Data entries:

= = = =

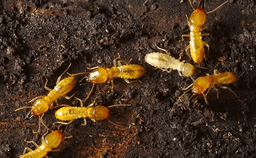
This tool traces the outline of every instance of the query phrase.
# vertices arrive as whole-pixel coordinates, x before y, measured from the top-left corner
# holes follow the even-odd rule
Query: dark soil
[[[193,1],[196,6],[198,2]],[[193,9],[187,1],[1,1],[0,157],[18,158],[26,147],[34,149],[25,139],[40,143],[45,128],[38,134],[32,132],[38,128],[38,117],[25,120],[29,109],[14,110],[47,93],[45,78],[53,88],[70,63],[71,73],[89,71],[87,67],[111,67],[118,52],[122,60],[132,58],[132,64],[145,67],[146,73],[140,78],[142,83],[128,84],[115,79],[113,92],[109,84],[96,85],[84,106],[97,96],[97,103],[106,106],[131,104],[118,108],[119,114],[109,118],[125,128],[89,119],[81,126],[83,119],[77,119],[64,134],[73,138],[63,140],[61,150],[48,157],[256,157],[256,2],[230,1],[207,14],[208,27],[203,33],[211,36],[202,39],[210,46],[210,58],[200,65],[208,69],[197,68],[201,72],[193,78],[212,74],[215,69],[234,72],[239,79],[227,85],[238,96],[220,89],[217,98],[212,90],[207,105],[202,96],[196,97],[191,92],[175,104],[182,89],[193,81],[176,70],[155,69],[144,59],[159,51],[155,44],[176,58],[185,51],[189,39],[179,40],[189,32],[185,15]],[[206,10],[223,2],[207,1]],[[79,91],[76,96],[84,98],[91,86],[78,84],[68,95]],[[58,102],[79,106],[74,98]],[[57,127],[53,125],[56,110],[49,110],[43,118],[52,129]]]

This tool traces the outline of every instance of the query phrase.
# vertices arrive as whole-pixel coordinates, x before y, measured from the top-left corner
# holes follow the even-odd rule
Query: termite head
[[[96,120],[103,120],[109,116],[109,110],[107,107],[97,105],[94,107],[92,111],[92,118]]]
[[[47,104],[46,101],[49,101]],[[31,115],[34,116],[39,116],[42,115],[48,110],[49,105],[53,103],[52,100],[50,97],[47,96],[44,96],[43,98],[37,99],[34,102],[31,107]],[[28,116],[27,115],[27,116]],[[33,116],[31,117],[32,118]]]
[[[199,95],[203,93],[210,86],[209,82],[207,78],[198,77],[195,81],[192,86],[193,95]]]
[[[106,81],[107,74],[105,69],[100,67],[90,73],[86,80],[93,83],[101,83]]]
[[[45,138],[45,142],[50,148],[57,147],[63,138],[62,130],[58,129],[48,134]]]
[[[191,76],[195,71],[194,66],[189,63],[185,63],[184,64],[182,70],[182,73],[183,75],[186,77]]]
[[[191,14],[189,21],[193,25],[201,26],[205,23],[206,14],[204,9],[205,4],[204,0],[200,0],[197,8]]]

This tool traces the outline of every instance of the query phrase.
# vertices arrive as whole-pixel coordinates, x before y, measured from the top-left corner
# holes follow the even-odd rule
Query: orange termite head
[[[92,111],[92,118],[96,120],[103,120],[109,116],[109,110],[107,107],[97,105],[94,107]]]
[[[198,77],[195,81],[192,86],[192,93],[193,95],[198,95],[206,90],[210,86],[210,83],[207,78]]]
[[[32,105],[31,110],[30,112],[31,113],[30,115],[31,116],[29,118],[27,117],[30,115],[28,114],[26,118],[30,119],[32,118],[33,116],[39,116],[44,114],[48,110],[49,106],[45,100],[42,98],[37,99]]]
[[[107,81],[107,74],[105,69],[100,67],[91,73],[86,80],[93,83],[101,83]]]
[[[50,148],[55,148],[60,144],[63,138],[62,130],[58,129],[46,135],[45,141]]]
[[[197,8],[191,14],[189,18],[189,21],[190,24],[193,25],[201,26],[205,23],[206,14],[206,13],[205,11],[205,0],[201,0],[199,2]]]

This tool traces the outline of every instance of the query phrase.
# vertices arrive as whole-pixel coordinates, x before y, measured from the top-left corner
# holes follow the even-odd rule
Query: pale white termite
[[[190,64],[184,63],[184,61],[181,62],[168,55],[170,54],[167,50],[157,46],[156,47],[164,51],[166,54],[158,52],[148,54],[145,56],[146,62],[156,67],[156,68],[168,73],[171,72],[172,70],[177,70],[180,76],[183,75],[186,77],[191,77],[194,73],[195,67]]]

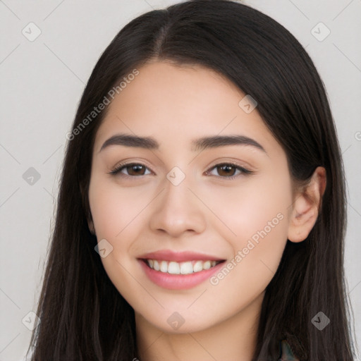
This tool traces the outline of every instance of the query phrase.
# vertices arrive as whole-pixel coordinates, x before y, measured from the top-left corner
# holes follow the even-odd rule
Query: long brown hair
[[[307,181],[317,166],[326,169],[316,224],[305,241],[287,242],[266,289],[253,360],[276,360],[280,341],[286,339],[300,360],[351,361],[343,270],[345,180],[322,82],[283,26],[249,6],[219,0],[183,2],[137,17],[96,64],[68,137],[32,360],[137,357],[133,310],[106,275],[87,221],[92,148],[106,108],[91,119],[89,114],[122,78],[151,59],[201,65],[224,75],[257,100],[295,179]],[[319,312],[331,320],[322,330],[312,322]]]

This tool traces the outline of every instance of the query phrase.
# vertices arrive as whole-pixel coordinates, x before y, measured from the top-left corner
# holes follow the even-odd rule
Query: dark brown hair
[[[198,0],[152,11],[127,24],[106,49],[84,90],[73,130],[123,77],[154,59],[207,67],[250,94],[283,147],[295,180],[307,181],[317,166],[326,169],[316,224],[305,241],[287,242],[266,289],[253,360],[278,360],[280,341],[286,339],[300,360],[351,361],[343,164],[326,94],[310,56],[277,22],[236,2]],[[30,344],[32,360],[137,357],[133,310],[106,275],[87,221],[92,148],[105,111],[67,144],[37,312],[41,322]],[[319,312],[331,320],[322,331],[311,322]]]

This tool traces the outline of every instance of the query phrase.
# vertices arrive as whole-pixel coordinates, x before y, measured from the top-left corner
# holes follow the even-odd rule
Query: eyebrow
[[[193,152],[201,151],[208,148],[216,148],[226,145],[248,145],[254,147],[264,153],[264,148],[254,139],[245,135],[214,135],[202,137],[191,141]],[[152,137],[139,137],[130,134],[116,134],[106,140],[102,145],[99,152],[111,145],[123,145],[125,147],[140,147],[147,149],[158,149],[159,143]]]

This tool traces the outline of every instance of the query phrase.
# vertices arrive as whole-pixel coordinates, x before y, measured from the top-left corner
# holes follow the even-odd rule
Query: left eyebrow
[[[214,135],[202,137],[191,141],[193,152],[207,148],[216,148],[226,145],[247,145],[254,147],[267,154],[264,148],[254,139],[245,135]],[[158,149],[159,143],[152,137],[138,137],[130,134],[116,134],[106,140],[102,145],[99,152],[111,145],[140,147],[147,149]]]

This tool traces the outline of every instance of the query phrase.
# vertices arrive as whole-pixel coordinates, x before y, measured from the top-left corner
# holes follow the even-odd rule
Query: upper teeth
[[[203,269],[209,269],[219,262],[217,261],[187,261],[185,262],[176,262],[174,261],[147,259],[147,263],[150,268],[163,273],[190,274],[193,272],[200,272]]]

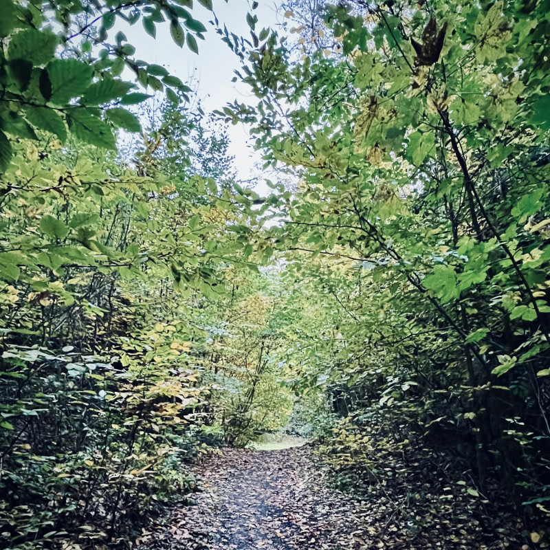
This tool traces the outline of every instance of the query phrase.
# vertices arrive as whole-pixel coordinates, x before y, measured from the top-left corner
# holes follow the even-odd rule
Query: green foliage
[[[29,11],[13,0],[3,0],[1,11],[0,174],[8,169],[13,154],[8,138],[37,140],[37,132],[46,131],[65,142],[68,126],[77,139],[114,150],[115,136],[101,117],[108,107],[111,108],[107,118],[115,127],[140,131],[138,121],[131,113],[112,108],[113,102],[131,104],[148,97],[131,92],[135,85],[121,80],[124,66],[133,72],[143,87],[166,90],[170,96],[188,91],[186,85],[166,69],[161,82],[155,76],[155,65],[134,59],[135,49],[124,33],[116,34],[116,46],[110,44],[109,30],[117,18],[133,24],[142,13],[152,13],[143,21],[146,30],[154,36],[153,22],[161,23],[166,16],[180,47],[185,42],[182,20],[189,29],[188,46],[195,53],[195,36],[203,38],[206,30],[177,2],[165,2],[162,6],[155,2],[114,6],[99,2],[85,9],[80,5],[67,9],[55,2],[38,2]],[[80,16],[85,12],[86,21],[90,23],[82,25]],[[60,58],[61,47],[65,55]]]
[[[335,412],[386,433],[406,421],[404,439],[460,456],[482,491],[498,478],[518,506],[547,494],[544,3],[327,4],[324,25],[289,6],[298,43],[228,41],[257,104],[220,114],[298,182],[272,186],[285,222],[270,230],[316,285],[296,389],[329,384],[331,404],[336,387]]]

= = = =

Count how many lines of the material above contain the string "termite", with uppercase and lowercase treated as different. Reply with the number alone.

3